▶ **Excerpt to read**
Content starts

In the fall of my senior year in high school I suffered a deep psychic and emotional wound. For most people, I doubt that what I experienced that October would have had the same effect, but for me – a 17 year old with zero life tools – this one traumatic event started me on a twenty-year road of almost complete emotional and spiritual destruction. And even though I was eventually able to choose the path of health and to recover myself though years of hard, inner work, fifty years later the effects of that one event continue to haunt me and to cast a pall over my life.
My school, a girls’ school, held an annual May Day celebration. The entire student body participated. One senior girl would be elected as May Queen and one senior girl would be elected as Maid of Honor. As a seventh grader I set my sights on being selected as the Maid of Honor my senior year and spent the next five years being a model student. And I mean a truly model student. I even planned the timing of my senior chapel talk to precede the student body vote so that my name and face would be familiar to the younger students.

Content ends

▶ **Information supplied**
Content starts

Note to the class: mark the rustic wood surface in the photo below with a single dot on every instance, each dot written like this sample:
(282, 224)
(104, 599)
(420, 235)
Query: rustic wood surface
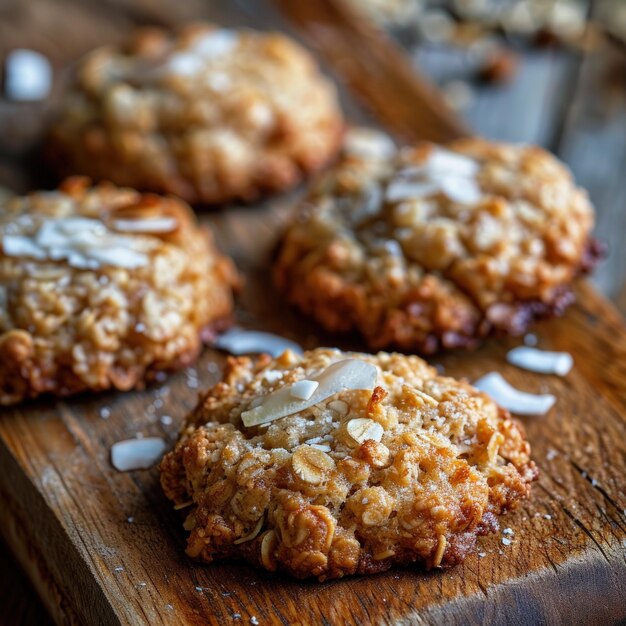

Content ends

▶ **Work request**
Please continue the personal account of the girls' school May Day election, picking up after its last sentence above.

▶ **Answer space**
That October several of us were nominated for both positions by the senior class. Then the student body voted. There ended up being a run-off between me and a classmate for the Maid of Honor position. I remember sitting in French class the morning the votes were calculated and hearing screams of congratulations erupt from the adjacent classroom. I remember my French teacher catching my eye with sympathy at the sound, because she and I knew what the screams meant. I remember sitting in the foyer next to the gymnasium using a pay phone to call my mother. I cried and cried making that call. I may actually have had to leave school for the rest of the day. I just don’t remember. I was completely and totally devastated.
Why was that one, seemingly trivial event so traumatic for me? I believe there were many reasons, all of which coalesced into the perfect storm. The conditions for this perfect storm had been building for many years, but unaware of the dangers, I had forged blithely ahead without a life vest. When the storm hit, it took me under.
No one had told me that no matter how hard one works to achieve a certain goal or result, sometimes it just doesn’t happen. It’s no one’s particular fault. It just happens for reasons beyond one’s control. No one had taught me how to handle that kind of disappointment. I, however, had been indoctrinated with very different messages - that money was the most important goal, that money bought influence, that money and status were what counted the most. So, when I lost that election to a girl whose family was socially prominent and wealthy, I took to heart the lessons I had been spoon fed by my parents.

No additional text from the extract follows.